> [PROBLEM TO SOLVE]:
Copy every record below word for word, without altering any character.

> [TASK INPUTS]:
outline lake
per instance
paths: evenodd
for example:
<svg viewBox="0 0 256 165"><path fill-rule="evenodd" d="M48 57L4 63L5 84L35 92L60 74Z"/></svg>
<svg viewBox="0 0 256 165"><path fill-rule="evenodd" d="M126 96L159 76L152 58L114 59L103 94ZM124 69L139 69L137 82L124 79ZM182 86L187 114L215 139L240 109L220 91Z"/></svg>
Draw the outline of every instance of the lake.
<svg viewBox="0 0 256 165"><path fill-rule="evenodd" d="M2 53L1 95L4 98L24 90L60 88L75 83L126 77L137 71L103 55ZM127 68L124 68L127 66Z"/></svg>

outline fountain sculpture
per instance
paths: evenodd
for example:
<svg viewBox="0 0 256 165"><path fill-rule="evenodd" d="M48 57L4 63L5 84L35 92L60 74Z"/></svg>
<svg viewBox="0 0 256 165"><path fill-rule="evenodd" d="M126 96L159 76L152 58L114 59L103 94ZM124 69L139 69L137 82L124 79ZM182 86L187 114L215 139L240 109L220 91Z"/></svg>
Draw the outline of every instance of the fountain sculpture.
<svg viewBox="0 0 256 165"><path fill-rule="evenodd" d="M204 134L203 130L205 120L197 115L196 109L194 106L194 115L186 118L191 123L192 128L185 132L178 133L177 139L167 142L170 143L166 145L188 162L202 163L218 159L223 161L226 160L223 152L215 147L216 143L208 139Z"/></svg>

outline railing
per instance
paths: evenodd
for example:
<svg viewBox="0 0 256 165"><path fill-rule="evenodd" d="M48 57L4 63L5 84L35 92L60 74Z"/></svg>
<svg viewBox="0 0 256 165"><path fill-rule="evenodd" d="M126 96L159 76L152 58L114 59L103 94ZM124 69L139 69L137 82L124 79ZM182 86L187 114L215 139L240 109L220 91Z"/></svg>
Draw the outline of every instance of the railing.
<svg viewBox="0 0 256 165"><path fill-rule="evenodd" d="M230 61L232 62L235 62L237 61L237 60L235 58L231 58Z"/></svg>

> [WRITTEN RESPONSE]:
outline lake
per instance
paths: evenodd
for example:
<svg viewBox="0 0 256 165"><path fill-rule="evenodd" d="M48 57L4 63L5 84L35 92L60 74Z"/></svg>
<svg viewBox="0 0 256 165"><path fill-rule="evenodd" d="M126 96L159 76L152 58L114 59L103 94ZM124 69L139 69L137 82L124 79ZM182 86L187 114L215 139L240 109L220 91Z"/></svg>
Draw the outline of every instance of the lake.
<svg viewBox="0 0 256 165"><path fill-rule="evenodd" d="M2 53L1 95L4 98L24 90L60 88L75 83L126 77L137 71L103 55ZM127 68L124 68L127 66Z"/></svg>

outline fountain sculpture
per instance
paths: evenodd
for example:
<svg viewBox="0 0 256 165"><path fill-rule="evenodd" d="M48 57L4 63L5 84L35 92L60 74Z"/></svg>
<svg viewBox="0 0 256 165"><path fill-rule="evenodd" d="M126 96L159 76L152 58L114 59L103 94ZM124 69L139 69L137 82L124 79ZM182 86L187 114L215 139L240 109L220 91Z"/></svg>
Draw the outline of every instance of the fountain sculpture.
<svg viewBox="0 0 256 165"><path fill-rule="evenodd" d="M204 134L203 130L205 120L197 115L196 109L194 106L194 115L186 118L191 123L192 128L185 132L178 133L177 139L167 142L170 143L166 145L188 162L202 163L218 159L223 161L226 160L223 152L215 147L216 143L208 139Z"/></svg>

outline railing
per instance
paths: evenodd
for example:
<svg viewBox="0 0 256 165"><path fill-rule="evenodd" d="M48 57L4 63L5 84L35 92L60 74Z"/></svg>
<svg viewBox="0 0 256 165"><path fill-rule="evenodd" d="M126 96L159 76L152 58L114 59L103 94ZM124 69L139 69L137 82L124 79ZM182 86L187 114L215 139L240 109L220 91Z"/></svg>
Draw the outline of every instance of the railing.
<svg viewBox="0 0 256 165"><path fill-rule="evenodd" d="M230 61L232 62L235 62L237 61L237 60L235 58L231 58Z"/></svg>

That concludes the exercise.